Please count how many of the lines below contain the string "chevron", treating uppercase and lowercase as different, and reply with that number alone.

* * * * * * * * *

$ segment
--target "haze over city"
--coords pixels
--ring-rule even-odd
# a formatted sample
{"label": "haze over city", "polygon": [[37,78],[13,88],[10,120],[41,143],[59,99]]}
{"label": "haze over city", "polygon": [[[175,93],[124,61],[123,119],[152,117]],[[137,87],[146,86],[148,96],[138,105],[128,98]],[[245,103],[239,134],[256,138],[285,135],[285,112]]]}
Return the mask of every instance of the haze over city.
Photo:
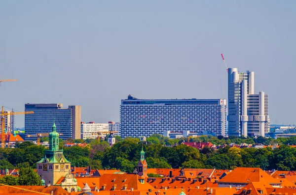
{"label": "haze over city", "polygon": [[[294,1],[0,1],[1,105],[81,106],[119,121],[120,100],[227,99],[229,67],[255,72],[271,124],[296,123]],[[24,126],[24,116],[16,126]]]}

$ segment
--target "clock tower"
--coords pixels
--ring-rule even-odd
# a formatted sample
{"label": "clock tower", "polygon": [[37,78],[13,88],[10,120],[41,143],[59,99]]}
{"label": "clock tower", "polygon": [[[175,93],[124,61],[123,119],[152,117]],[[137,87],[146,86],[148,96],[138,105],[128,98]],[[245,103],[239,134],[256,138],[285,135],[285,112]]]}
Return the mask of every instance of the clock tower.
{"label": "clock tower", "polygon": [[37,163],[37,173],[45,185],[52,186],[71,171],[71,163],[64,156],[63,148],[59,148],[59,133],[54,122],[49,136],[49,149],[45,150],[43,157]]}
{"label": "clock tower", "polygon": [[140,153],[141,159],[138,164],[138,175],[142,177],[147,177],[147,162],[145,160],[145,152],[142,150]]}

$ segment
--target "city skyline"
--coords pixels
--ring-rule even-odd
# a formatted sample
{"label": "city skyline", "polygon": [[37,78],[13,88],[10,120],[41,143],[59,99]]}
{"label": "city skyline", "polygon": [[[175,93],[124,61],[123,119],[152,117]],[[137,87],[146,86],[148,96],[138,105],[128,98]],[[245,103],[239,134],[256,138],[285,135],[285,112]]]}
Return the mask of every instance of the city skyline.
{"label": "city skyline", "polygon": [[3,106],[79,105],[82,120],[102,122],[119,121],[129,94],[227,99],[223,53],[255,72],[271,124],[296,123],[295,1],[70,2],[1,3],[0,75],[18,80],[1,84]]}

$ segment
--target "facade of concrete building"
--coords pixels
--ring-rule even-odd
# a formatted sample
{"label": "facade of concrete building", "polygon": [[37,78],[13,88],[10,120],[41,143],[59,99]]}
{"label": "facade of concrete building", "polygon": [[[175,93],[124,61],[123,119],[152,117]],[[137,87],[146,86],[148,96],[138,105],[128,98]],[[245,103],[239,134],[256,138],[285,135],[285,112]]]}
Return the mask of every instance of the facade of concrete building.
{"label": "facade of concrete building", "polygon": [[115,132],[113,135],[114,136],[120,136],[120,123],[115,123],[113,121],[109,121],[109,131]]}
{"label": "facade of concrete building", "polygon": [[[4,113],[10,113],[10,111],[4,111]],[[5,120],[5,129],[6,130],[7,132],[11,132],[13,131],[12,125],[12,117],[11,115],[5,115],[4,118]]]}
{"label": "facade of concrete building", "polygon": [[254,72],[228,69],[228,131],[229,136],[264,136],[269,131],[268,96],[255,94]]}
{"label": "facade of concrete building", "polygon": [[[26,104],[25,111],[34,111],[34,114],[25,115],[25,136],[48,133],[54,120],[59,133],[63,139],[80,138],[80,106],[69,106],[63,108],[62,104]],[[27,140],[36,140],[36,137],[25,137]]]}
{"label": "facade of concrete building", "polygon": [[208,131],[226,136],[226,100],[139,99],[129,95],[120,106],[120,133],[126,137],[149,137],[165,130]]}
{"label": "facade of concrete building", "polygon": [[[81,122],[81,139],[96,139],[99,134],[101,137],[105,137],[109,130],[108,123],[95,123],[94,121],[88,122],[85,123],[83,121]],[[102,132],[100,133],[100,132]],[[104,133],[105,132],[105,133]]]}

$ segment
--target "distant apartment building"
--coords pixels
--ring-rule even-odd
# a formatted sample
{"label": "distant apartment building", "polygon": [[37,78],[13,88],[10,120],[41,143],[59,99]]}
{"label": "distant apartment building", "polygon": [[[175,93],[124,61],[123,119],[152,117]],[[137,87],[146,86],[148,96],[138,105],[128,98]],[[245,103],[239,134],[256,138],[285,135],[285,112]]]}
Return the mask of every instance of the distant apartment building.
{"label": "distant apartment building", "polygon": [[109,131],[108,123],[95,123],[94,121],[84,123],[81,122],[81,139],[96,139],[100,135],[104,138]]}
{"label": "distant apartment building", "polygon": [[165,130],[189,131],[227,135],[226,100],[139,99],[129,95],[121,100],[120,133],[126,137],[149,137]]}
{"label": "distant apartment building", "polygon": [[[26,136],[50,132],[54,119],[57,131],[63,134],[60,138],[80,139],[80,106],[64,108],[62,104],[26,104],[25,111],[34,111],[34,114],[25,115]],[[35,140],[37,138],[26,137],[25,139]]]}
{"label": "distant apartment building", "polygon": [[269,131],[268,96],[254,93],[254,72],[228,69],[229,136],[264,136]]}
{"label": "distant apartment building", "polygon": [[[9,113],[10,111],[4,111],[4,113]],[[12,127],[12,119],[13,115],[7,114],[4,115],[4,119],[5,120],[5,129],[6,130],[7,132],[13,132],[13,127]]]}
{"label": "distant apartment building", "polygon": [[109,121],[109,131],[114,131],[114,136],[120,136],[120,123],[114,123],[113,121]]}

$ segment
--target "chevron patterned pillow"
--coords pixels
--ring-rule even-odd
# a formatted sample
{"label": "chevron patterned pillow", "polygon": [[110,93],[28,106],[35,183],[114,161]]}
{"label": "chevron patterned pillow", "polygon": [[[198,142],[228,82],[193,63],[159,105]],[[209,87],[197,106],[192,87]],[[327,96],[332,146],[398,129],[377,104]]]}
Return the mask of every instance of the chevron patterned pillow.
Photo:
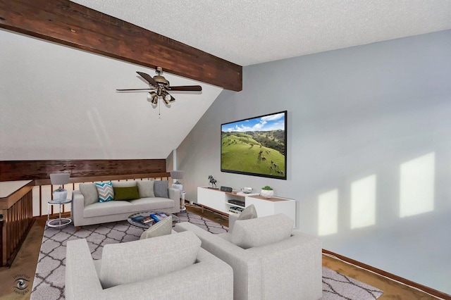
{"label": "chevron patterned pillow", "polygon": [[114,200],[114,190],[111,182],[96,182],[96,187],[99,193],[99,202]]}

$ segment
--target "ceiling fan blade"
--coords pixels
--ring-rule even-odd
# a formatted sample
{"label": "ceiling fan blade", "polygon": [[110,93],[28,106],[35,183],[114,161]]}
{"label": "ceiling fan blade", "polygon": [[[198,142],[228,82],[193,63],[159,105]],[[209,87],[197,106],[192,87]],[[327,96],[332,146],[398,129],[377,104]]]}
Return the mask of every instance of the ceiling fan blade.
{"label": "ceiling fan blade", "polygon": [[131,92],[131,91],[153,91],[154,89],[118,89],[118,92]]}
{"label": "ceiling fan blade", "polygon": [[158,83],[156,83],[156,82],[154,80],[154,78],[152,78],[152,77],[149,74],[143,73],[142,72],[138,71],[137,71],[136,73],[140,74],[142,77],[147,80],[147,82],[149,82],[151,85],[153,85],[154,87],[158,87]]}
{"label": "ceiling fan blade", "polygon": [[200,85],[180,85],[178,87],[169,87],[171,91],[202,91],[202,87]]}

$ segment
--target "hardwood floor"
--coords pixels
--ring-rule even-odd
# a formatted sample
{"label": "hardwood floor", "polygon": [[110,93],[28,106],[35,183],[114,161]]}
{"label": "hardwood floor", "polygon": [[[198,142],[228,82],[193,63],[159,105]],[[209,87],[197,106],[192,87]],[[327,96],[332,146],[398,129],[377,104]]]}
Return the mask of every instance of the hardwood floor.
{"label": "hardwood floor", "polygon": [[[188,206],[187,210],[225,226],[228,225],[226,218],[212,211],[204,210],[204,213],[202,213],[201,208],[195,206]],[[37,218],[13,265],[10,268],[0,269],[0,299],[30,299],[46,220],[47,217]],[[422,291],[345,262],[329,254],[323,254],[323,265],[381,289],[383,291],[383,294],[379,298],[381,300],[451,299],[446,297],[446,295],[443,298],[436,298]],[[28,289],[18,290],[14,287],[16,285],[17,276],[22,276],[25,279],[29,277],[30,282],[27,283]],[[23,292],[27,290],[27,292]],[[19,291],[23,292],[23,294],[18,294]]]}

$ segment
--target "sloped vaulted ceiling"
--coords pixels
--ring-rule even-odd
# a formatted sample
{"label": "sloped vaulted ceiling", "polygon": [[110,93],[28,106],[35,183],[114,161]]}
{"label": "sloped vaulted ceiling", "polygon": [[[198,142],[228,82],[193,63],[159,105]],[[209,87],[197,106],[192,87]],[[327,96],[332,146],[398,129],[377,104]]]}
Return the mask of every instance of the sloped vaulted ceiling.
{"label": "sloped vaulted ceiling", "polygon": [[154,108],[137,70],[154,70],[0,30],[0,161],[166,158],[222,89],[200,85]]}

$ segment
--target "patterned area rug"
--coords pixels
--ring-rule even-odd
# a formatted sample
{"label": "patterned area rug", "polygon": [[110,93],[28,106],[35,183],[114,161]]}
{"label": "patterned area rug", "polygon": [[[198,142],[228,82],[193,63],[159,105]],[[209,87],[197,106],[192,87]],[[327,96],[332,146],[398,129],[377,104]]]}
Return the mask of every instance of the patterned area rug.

* * * * * * * * *

Answer to the task:
5